- **Exercise objective**
Rewrite the stretch from the line containing "[point] at the blue" through the end of the items, keeping every line and adding 23 to each pixel coordinate in the answers.

- **Data for the task**
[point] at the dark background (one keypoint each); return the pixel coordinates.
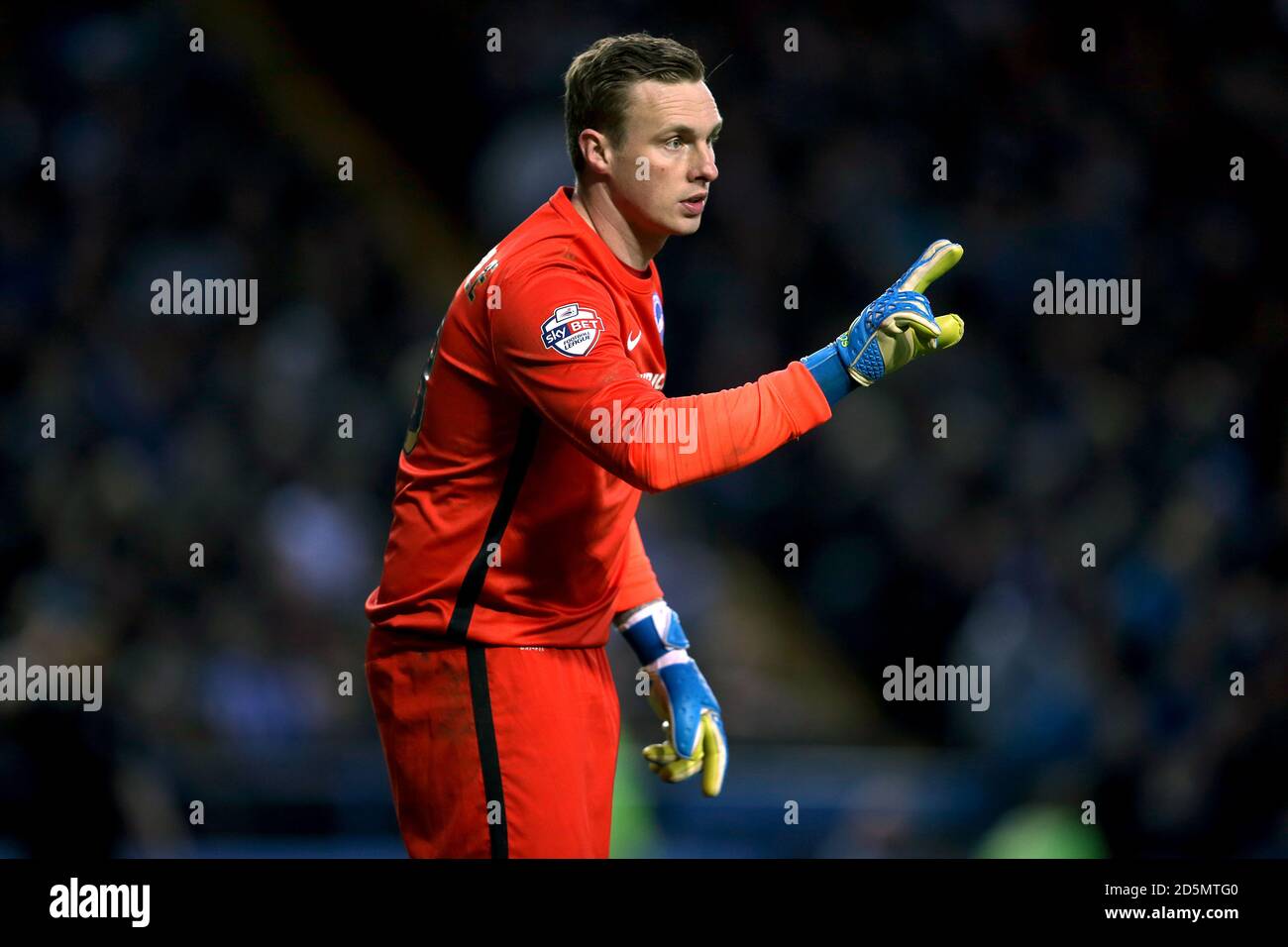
(1108, 684)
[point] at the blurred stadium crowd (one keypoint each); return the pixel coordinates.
(1108, 684)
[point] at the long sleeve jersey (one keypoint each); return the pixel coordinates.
(539, 421)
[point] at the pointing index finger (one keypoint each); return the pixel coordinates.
(938, 260)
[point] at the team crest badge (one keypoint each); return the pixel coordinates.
(572, 330)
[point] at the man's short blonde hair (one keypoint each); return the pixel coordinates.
(597, 82)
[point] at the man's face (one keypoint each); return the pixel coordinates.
(668, 157)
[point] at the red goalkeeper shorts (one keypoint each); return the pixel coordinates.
(497, 751)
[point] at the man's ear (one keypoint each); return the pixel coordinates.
(593, 150)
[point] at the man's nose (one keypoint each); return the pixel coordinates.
(706, 163)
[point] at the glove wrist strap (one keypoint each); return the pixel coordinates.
(829, 372)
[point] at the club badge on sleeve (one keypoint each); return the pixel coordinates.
(572, 330)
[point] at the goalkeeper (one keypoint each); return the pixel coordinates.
(514, 548)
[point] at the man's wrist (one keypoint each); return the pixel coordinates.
(653, 630)
(625, 616)
(829, 372)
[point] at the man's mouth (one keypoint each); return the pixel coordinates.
(695, 202)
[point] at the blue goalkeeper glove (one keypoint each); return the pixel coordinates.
(681, 696)
(894, 329)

- **Final answer**
[point] at the blue goalkeeper glove (one keypoint each); return the pixel coordinates.
(704, 719)
(917, 352)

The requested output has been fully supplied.